▶ _Work order_:
Here are the records. Write out exactly the lines between the one holding "Put a point on every instance of the watch" and the one holding "Put a point on every instance of the stack of paper.", inclusive.

▶ _Dataset records_:

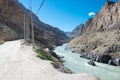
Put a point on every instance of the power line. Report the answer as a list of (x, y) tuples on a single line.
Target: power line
[(32, 26), (40, 7)]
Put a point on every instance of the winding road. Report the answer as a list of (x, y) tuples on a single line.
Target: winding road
[(19, 62)]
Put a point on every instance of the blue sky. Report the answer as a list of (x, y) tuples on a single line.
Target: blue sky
[(65, 14)]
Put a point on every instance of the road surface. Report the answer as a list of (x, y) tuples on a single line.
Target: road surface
[(19, 62)]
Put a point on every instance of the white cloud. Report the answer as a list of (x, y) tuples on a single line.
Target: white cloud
[(91, 13)]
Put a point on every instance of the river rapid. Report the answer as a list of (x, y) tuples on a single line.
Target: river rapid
[(79, 65)]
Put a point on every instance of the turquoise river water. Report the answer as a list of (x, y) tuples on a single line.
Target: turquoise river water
[(79, 65)]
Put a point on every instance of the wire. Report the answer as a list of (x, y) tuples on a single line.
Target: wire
[(30, 4), (40, 7)]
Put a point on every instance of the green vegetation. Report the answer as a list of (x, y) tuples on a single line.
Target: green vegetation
[(44, 55)]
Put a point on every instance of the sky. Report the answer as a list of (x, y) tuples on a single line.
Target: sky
[(65, 14)]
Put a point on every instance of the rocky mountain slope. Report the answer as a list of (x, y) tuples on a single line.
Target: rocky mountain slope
[(75, 32), (11, 25), (100, 39)]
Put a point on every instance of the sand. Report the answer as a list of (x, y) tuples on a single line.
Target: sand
[(19, 62)]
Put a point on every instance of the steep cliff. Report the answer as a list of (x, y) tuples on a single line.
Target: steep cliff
[(76, 32), (101, 37), (11, 25)]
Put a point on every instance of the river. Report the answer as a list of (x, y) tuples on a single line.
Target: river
[(79, 65)]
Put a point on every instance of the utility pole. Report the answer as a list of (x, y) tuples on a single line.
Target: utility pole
[(24, 28), (32, 30)]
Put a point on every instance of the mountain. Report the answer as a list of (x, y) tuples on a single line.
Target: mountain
[(11, 25), (100, 38), (76, 31)]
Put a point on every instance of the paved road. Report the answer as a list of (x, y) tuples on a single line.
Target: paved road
[(19, 62)]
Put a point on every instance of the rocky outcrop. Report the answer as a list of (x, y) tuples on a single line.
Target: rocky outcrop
[(11, 25), (101, 36), (76, 31)]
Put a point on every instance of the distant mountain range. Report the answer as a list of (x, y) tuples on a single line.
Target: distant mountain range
[(100, 36)]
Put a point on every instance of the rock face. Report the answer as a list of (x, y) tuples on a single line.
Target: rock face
[(11, 25), (76, 31), (101, 36)]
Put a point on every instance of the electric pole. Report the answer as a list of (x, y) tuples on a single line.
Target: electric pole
[(32, 26), (24, 28)]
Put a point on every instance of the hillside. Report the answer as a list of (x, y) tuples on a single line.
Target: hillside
[(11, 25), (101, 38), (76, 32)]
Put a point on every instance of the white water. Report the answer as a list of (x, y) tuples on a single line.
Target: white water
[(79, 65)]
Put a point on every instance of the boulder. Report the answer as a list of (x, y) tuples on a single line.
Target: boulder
[(92, 63)]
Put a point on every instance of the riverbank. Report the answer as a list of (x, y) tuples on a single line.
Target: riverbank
[(79, 65), (19, 62)]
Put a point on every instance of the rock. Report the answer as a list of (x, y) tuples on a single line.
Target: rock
[(105, 58), (55, 55), (92, 63), (116, 61), (75, 32), (110, 62)]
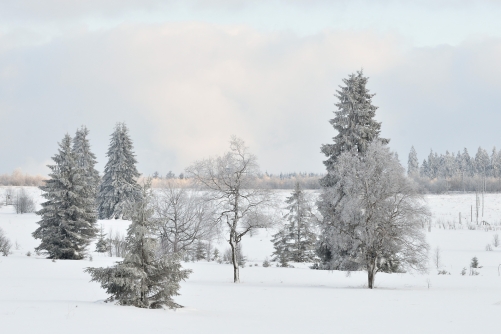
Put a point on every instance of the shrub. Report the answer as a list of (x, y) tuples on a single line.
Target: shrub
[(24, 202), (5, 244), (495, 240), (474, 262)]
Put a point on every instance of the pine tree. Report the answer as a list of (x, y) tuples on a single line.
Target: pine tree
[(200, 253), (281, 244), (68, 217), (215, 255), (297, 240), (142, 279), (354, 122), (102, 245), (425, 169), (87, 161), (413, 163), (467, 164), (495, 163), (119, 189), (482, 162)]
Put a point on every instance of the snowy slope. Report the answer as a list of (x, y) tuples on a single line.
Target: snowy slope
[(41, 296)]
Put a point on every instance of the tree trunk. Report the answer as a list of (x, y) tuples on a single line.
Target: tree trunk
[(236, 274), (371, 273)]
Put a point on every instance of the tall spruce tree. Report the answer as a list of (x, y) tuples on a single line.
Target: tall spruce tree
[(86, 160), (119, 189), (145, 278), (413, 163), (354, 122), (297, 241), (68, 217)]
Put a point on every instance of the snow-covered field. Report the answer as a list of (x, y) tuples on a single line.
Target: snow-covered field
[(41, 296)]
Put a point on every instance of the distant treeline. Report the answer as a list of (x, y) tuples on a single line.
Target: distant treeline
[(17, 178), (441, 173), (266, 181)]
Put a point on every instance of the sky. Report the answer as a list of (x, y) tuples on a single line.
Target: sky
[(186, 75)]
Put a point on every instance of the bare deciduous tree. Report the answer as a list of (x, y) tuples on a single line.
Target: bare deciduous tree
[(5, 244), (229, 181), (372, 216), (183, 217)]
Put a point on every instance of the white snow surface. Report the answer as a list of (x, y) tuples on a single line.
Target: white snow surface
[(41, 296)]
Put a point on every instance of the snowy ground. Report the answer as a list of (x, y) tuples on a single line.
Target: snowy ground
[(41, 296)]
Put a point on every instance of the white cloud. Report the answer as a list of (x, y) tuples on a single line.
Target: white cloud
[(184, 88)]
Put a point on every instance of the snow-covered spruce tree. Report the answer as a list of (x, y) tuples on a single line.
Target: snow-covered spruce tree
[(375, 215), (119, 189), (356, 129), (413, 163), (102, 245), (282, 252), (68, 217), (353, 121), (482, 162), (144, 278), (86, 160), (296, 241), (200, 253)]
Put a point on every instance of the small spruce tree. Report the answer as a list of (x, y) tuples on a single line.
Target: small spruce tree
[(143, 279), (102, 245), (296, 241), (200, 253), (119, 189), (413, 163), (68, 217), (215, 256)]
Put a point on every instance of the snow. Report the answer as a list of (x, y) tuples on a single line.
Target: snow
[(41, 296)]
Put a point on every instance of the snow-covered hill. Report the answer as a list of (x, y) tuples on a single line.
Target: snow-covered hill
[(41, 296)]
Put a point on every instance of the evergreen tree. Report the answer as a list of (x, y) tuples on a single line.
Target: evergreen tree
[(68, 217), (354, 122), (102, 245), (142, 279), (425, 169), (413, 163), (482, 162), (297, 241), (86, 160), (467, 164), (215, 256), (119, 189), (281, 244), (495, 163), (200, 253)]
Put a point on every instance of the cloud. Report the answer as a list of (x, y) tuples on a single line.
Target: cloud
[(184, 88)]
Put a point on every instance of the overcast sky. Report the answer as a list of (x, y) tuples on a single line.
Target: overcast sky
[(186, 75)]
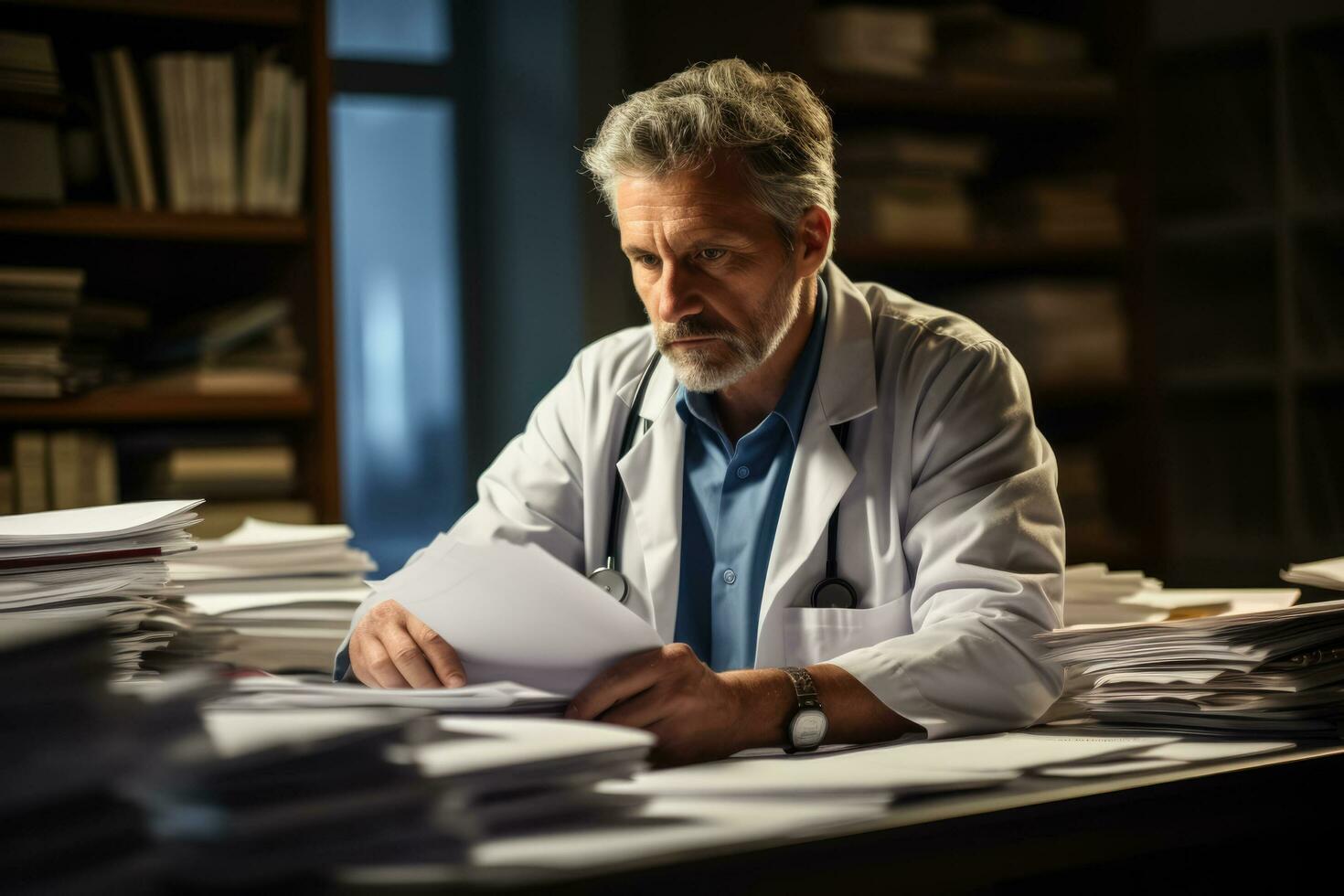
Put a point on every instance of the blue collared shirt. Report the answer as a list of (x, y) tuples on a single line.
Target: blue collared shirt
[(730, 508)]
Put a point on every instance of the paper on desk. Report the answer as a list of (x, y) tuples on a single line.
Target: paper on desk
[(96, 524), (874, 772), (517, 614), (283, 692), (499, 743), (1108, 769), (1169, 755), (672, 825)]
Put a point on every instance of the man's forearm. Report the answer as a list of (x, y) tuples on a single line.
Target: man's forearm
[(768, 703)]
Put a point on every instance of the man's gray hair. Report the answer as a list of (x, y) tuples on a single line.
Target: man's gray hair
[(769, 120)]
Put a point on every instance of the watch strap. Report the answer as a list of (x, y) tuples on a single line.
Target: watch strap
[(804, 688)]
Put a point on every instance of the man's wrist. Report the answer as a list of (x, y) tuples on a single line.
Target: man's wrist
[(766, 701)]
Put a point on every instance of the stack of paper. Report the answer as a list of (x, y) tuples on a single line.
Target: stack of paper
[(96, 563), (1267, 673), (63, 749), (1323, 574), (476, 597), (280, 795), (272, 595), (293, 692), (500, 774), (1097, 595)]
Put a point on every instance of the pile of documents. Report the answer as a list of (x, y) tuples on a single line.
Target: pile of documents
[(502, 774), (96, 563), (276, 795), (1269, 673), (68, 744), (272, 595), (1323, 574), (480, 594), (294, 692), (1097, 595), (281, 793)]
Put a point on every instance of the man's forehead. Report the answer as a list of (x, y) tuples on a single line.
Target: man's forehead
[(687, 200)]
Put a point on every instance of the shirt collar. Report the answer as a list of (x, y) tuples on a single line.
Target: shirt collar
[(794, 403)]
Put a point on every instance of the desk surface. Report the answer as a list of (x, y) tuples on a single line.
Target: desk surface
[(1027, 830)]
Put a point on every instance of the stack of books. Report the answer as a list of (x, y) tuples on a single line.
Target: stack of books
[(1077, 211), (56, 341), (1064, 332), (902, 186), (273, 597), (206, 132), (242, 348), (30, 145), (961, 43), (37, 309), (102, 563)]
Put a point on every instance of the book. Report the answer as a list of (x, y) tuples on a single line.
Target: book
[(112, 132), (30, 472), (31, 171), (133, 121)]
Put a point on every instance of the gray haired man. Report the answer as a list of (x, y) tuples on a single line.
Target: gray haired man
[(841, 516)]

▶ _Answer space_:
Put a point on every instance of the watch strap. Report the answer as a list of (x, y) tuples on a single line.
Target: watch strap
[(804, 688)]
Put a point on every instance of the man's wrist. Report the answer as a list of (x, y) tuples on a single line.
Target: man's wrist
[(766, 701)]
Put a point on every instance of the stack of paper. Report the answer as a list of (x, y) tuples on a single line.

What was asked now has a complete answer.